▶ **ACTIVITY**: Reproduce each of the records below verbatim, line for line.

▶ **GIVEN ENTRIES**:
———

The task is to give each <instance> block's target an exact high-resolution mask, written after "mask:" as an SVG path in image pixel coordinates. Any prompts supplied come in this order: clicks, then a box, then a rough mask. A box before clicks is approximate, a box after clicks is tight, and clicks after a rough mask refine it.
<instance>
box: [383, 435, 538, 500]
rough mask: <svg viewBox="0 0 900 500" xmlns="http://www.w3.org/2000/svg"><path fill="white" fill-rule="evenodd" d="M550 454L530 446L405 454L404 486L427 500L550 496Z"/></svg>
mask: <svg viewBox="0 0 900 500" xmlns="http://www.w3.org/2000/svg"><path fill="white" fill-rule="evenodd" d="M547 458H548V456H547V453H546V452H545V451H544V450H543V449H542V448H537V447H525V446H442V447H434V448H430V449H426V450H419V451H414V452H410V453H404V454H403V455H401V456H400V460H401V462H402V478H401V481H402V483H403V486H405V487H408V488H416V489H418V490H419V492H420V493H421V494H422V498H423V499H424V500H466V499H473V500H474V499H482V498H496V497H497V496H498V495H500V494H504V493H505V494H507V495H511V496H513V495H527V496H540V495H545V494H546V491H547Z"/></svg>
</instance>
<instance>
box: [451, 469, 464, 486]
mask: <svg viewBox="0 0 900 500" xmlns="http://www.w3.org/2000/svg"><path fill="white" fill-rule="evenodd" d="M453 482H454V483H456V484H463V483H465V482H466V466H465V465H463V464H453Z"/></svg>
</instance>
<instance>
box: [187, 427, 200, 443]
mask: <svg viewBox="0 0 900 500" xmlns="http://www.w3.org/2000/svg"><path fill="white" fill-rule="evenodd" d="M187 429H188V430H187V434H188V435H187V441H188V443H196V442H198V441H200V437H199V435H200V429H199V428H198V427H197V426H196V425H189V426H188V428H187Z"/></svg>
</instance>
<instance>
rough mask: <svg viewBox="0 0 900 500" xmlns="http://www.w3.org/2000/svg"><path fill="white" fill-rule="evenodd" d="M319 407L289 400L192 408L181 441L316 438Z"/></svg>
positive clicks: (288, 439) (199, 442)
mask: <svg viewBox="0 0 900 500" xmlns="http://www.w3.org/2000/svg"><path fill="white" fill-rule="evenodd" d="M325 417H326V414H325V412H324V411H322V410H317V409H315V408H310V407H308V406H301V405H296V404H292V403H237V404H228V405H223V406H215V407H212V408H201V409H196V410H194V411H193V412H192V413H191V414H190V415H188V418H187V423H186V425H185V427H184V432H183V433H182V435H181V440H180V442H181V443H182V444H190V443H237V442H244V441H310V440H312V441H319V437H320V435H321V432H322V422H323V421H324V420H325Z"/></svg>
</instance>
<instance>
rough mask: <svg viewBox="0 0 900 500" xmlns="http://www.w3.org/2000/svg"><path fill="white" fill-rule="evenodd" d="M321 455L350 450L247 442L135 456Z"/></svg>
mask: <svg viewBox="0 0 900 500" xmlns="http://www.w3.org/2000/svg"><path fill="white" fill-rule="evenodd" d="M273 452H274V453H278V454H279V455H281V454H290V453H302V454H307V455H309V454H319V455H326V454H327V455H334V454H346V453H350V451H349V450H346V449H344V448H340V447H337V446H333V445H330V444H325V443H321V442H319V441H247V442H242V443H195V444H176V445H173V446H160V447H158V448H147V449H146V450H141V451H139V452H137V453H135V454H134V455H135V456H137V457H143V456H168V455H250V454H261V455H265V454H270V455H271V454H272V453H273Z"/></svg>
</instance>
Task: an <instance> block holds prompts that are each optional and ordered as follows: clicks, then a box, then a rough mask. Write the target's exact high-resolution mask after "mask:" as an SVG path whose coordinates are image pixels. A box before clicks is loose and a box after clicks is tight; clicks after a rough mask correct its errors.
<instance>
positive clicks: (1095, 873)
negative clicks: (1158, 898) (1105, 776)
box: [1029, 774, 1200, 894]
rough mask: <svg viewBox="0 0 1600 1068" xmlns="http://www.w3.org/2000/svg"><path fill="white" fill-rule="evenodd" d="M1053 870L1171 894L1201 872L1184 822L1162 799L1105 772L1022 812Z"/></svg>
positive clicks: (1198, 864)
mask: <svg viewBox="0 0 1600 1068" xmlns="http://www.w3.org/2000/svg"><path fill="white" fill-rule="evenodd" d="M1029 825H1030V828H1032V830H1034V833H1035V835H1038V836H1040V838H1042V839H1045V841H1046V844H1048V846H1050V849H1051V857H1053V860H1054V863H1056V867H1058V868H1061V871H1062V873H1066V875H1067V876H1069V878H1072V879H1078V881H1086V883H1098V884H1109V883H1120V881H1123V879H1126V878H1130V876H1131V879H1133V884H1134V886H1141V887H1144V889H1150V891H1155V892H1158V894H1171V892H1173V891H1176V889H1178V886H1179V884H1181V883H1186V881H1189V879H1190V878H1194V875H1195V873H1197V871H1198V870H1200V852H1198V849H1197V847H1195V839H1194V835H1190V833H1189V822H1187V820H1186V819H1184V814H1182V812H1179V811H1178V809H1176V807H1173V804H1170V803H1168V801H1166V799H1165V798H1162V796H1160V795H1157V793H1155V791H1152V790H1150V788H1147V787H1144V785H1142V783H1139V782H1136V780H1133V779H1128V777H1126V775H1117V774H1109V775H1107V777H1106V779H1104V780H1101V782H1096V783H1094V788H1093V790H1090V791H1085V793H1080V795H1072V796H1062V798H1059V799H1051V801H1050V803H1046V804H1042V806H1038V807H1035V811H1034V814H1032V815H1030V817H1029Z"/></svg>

———

▶ **RESPONSE AREA**:
The task is to give each <instance> block's target an exact high-resolution mask, written after "mask:" as an SVG path in image pixel coordinates. Any prompts supplied come in this order: clicks, then a box, then a rough mask. A box before clicks is approximate, a box after clicks is tight, and clicks after a rough mask refine it.
<instance>
box: [383, 435, 538, 500]
rough mask: <svg viewBox="0 0 900 500" xmlns="http://www.w3.org/2000/svg"><path fill="white" fill-rule="evenodd" d="M550 454L530 446L405 454L404 486L427 500L550 496Z"/></svg>
mask: <svg viewBox="0 0 900 500" xmlns="http://www.w3.org/2000/svg"><path fill="white" fill-rule="evenodd" d="M547 458H548V456H547V453H546V452H545V451H544V450H543V449H542V448H537V447H525V446H442V447H434V448H430V449H426V450H419V451H414V452H410V453H404V454H403V455H401V456H400V460H401V462H402V478H401V481H402V483H403V486H405V487H408V488H416V489H418V490H419V492H420V493H421V494H422V498H423V499H424V500H466V499H473V500H474V499H482V498H496V497H497V496H498V495H500V494H504V493H505V494H507V495H511V496H513V495H527V496H540V495H545V494H546V491H547Z"/></svg>
</instance>
<instance>
box: [451, 469, 464, 486]
mask: <svg viewBox="0 0 900 500" xmlns="http://www.w3.org/2000/svg"><path fill="white" fill-rule="evenodd" d="M453 482H454V483H456V484H463V483H465V482H466V466H465V465H463V464H453Z"/></svg>
</instance>
<instance>
box: [187, 427, 200, 443]
mask: <svg viewBox="0 0 900 500" xmlns="http://www.w3.org/2000/svg"><path fill="white" fill-rule="evenodd" d="M187 429H188V430H187V434H188V435H187V441H188V443H196V442H198V441H200V437H199V435H200V429H199V428H198V427H197V426H196V425H189V426H188V428H187Z"/></svg>
</instance>
<instance>
rough mask: <svg viewBox="0 0 900 500" xmlns="http://www.w3.org/2000/svg"><path fill="white" fill-rule="evenodd" d="M319 407L289 400L192 408L181 441L316 438Z"/></svg>
positive clicks: (288, 439) (199, 442)
mask: <svg viewBox="0 0 900 500" xmlns="http://www.w3.org/2000/svg"><path fill="white" fill-rule="evenodd" d="M325 417H326V414H325V412H324V411H322V410H317V409H315V408H310V407H308V406H301V405H296V404H292V403H237V404H228V405H223V406H215V407H212V408H201V409H196V410H194V411H193V412H192V413H191V414H190V415H188V418H187V423H186V425H185V427H184V432H183V433H182V435H181V440H180V442H181V443H182V444H190V443H237V442H244V441H310V440H312V441H319V437H320V435H321V432H322V422H323V421H324V420H325Z"/></svg>
</instance>
<instance>
rough mask: <svg viewBox="0 0 900 500" xmlns="http://www.w3.org/2000/svg"><path fill="white" fill-rule="evenodd" d="M321 455L350 450L247 442L135 456Z"/></svg>
mask: <svg viewBox="0 0 900 500" xmlns="http://www.w3.org/2000/svg"><path fill="white" fill-rule="evenodd" d="M273 452H274V453H278V454H279V455H281V454H290V453H302V454H307V455H309V454H319V455H326V454H327V455H334V454H346V453H350V451H349V450H346V449H344V448H340V447H337V446H333V445H330V444H325V443H321V442H319V441H247V442H242V443H195V444H176V445H173V446H160V447H158V448H147V449H146V450H141V451H139V452H137V453H135V454H134V455H135V456H137V457H143V456H168V455H250V454H261V455H265V454H270V455H271V454H272V453H273Z"/></svg>
</instance>
Task: an <instance> block holds prompts that are each optional and ordered as follows: clicks, then a box, then a rough mask. Write the target's exact high-resolution mask after "mask:" as an SVG path whose coordinates are image pixels. A box before clicks is loose and a box after clicks is tight; clicks after a rough mask correct its errors.
<instance>
positive clicks: (1095, 873)
negative clicks: (1158, 898) (1105, 776)
box: [1029, 774, 1200, 894]
rough mask: <svg viewBox="0 0 1600 1068" xmlns="http://www.w3.org/2000/svg"><path fill="white" fill-rule="evenodd" d="M1053 870L1171 894L1201 872L1184 822L1162 799L1105 772L1022 812Z"/></svg>
positive clicks: (1198, 864)
mask: <svg viewBox="0 0 1600 1068" xmlns="http://www.w3.org/2000/svg"><path fill="white" fill-rule="evenodd" d="M1029 825H1030V828H1032V830H1034V833H1035V835H1038V836H1040V838H1042V839H1045V841H1046V844H1048V846H1050V849H1051V857H1053V860H1054V863H1056V867H1058V868H1061V871H1062V873H1066V875H1067V876H1069V878H1072V879H1078V881H1086V883H1098V884H1109V883H1120V881H1123V879H1126V878H1130V876H1131V879H1133V884H1134V886H1141V887H1144V889H1150V891H1155V892H1158V894H1171V892H1173V891H1176V889H1178V886H1179V884H1181V883H1186V881H1189V879H1190V878H1194V875H1195V873H1197V871H1198V870H1200V852H1198V849H1197V847H1195V839H1194V835H1190V833H1189V822H1187V820H1186V819H1184V814H1182V812H1179V811H1178V809H1176V807H1173V804H1170V803H1168V801H1166V799H1165V798H1162V796H1160V795H1157V793H1155V791H1152V790H1150V788H1147V787H1144V785H1142V783H1139V782H1136V780H1133V779H1128V777H1126V775H1117V774H1109V775H1107V777H1106V779H1104V780H1101V782H1096V783H1094V788H1093V790H1090V791H1085V793H1080V795H1072V796H1062V798H1059V799H1051V801H1050V803H1046V804H1042V806H1038V807H1035V811H1034V814H1032V815H1030V817H1029Z"/></svg>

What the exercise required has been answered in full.